### Information shown
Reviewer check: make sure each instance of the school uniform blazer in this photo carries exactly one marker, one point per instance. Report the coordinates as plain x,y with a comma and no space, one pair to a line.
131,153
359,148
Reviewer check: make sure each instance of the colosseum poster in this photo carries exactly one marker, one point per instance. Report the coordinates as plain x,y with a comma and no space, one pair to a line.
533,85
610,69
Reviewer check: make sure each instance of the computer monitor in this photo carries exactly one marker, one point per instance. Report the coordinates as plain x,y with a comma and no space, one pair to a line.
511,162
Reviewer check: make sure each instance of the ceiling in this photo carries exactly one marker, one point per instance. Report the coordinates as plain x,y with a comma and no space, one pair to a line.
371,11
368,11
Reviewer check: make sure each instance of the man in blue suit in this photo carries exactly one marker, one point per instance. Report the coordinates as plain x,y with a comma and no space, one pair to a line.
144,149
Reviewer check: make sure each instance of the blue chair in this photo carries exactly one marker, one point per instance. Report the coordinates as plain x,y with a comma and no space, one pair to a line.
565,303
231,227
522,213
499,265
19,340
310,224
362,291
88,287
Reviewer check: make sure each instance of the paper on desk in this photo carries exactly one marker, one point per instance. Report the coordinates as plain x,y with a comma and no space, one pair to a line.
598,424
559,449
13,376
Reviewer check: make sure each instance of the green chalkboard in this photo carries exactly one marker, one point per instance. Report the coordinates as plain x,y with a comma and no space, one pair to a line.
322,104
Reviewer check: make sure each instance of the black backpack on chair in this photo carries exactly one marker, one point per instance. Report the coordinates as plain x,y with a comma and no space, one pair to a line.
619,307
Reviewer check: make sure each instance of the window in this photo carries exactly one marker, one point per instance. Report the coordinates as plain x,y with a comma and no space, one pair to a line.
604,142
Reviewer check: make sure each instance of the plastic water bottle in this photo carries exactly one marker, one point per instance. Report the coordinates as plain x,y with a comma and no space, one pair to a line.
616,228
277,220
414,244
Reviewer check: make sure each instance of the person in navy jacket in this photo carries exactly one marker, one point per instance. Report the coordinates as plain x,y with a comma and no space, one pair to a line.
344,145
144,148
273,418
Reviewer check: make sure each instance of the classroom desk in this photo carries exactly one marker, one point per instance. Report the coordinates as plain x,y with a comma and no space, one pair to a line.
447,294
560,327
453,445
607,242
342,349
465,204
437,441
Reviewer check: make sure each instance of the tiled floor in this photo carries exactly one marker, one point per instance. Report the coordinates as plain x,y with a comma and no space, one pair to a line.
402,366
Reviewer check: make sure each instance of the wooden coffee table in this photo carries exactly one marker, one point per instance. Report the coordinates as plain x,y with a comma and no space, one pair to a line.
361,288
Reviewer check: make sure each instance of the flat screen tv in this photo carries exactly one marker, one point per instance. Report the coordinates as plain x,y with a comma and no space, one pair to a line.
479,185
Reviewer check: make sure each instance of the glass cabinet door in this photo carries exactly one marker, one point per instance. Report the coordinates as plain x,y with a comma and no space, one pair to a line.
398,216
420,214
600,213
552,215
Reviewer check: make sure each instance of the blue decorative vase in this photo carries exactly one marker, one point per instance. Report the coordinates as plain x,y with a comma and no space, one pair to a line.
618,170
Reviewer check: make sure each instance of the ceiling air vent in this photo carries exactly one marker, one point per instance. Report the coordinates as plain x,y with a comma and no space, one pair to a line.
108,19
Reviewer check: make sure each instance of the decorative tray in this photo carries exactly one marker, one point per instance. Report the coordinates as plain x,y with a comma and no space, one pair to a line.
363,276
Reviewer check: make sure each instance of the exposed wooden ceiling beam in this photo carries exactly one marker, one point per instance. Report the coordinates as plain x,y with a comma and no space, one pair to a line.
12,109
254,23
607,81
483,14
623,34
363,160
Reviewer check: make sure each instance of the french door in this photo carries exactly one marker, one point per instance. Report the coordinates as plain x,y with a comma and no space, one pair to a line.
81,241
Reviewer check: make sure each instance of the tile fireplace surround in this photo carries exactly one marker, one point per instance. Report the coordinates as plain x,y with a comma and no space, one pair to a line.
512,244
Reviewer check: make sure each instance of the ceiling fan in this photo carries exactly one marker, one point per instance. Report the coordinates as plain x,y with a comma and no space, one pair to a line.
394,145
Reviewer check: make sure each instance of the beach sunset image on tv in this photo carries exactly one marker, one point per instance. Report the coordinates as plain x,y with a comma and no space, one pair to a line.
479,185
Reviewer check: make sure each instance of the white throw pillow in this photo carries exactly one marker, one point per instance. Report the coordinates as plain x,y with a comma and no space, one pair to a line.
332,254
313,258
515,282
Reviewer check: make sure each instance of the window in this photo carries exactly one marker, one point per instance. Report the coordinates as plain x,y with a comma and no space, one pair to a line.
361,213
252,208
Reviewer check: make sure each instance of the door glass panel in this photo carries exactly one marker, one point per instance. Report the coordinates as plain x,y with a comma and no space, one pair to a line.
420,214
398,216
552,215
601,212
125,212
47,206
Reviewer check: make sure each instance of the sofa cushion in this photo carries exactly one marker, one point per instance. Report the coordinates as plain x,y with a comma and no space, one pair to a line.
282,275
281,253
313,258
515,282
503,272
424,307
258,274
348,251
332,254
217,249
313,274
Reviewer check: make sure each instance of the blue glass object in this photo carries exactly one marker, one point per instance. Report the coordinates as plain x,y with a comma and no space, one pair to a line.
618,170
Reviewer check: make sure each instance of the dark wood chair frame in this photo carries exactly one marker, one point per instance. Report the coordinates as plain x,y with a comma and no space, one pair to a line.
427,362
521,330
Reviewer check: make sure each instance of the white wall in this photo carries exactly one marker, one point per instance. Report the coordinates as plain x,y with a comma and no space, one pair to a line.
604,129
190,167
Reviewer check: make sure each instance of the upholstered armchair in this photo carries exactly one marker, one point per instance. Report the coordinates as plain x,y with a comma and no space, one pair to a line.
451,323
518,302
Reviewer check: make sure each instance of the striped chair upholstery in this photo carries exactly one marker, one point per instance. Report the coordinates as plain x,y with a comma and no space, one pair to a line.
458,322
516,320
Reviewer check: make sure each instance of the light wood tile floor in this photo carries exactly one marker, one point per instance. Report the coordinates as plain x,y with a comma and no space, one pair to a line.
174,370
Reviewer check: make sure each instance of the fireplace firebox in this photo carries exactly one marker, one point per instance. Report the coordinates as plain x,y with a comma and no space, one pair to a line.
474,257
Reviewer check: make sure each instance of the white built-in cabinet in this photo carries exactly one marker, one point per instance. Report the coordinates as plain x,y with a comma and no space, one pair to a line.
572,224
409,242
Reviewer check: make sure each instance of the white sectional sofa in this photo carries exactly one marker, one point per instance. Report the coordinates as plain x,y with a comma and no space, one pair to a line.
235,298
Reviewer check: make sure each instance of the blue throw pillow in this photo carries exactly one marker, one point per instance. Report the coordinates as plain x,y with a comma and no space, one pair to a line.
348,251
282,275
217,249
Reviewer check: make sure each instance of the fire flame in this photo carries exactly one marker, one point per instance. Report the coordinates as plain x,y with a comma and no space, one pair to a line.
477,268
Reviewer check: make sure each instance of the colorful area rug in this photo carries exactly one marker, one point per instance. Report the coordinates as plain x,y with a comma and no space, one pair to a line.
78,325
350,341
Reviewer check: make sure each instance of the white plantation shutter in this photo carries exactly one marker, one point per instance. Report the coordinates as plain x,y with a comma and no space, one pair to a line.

### Exercise
From the line containing "Reviewer check: make sure each instance of the blue throw" through the closing line of the material above, return every line exactly and omit all others.

### Written answer
Reviewer check: make sure each instance of the blue throw pillow in this photo carries exactly one marker, one point per instance. Report the coordinates as plain x,y with a comma and no space, one pair to a line.
348,251
282,275
217,249
Reviewer check: make sure each instance of the fire flame in this photo carries exactly one marker, one point per instance. Report the coordinates as plain x,y with a comma and no space, one pair to a line.
477,268
Reviewer check: make sure each instance of the colorful area rug in this photo carries exactly one marker, one point per instance. Report the coordinates as plain x,y with a comma and no space, one pair to a line.
78,325
350,341
Reviewer check: make sure each instance of the white plantation shutter in this photo carries exactly one marker, one point per instance. Report the coordinates as plain x,y with a comma and no space, one pair to a line.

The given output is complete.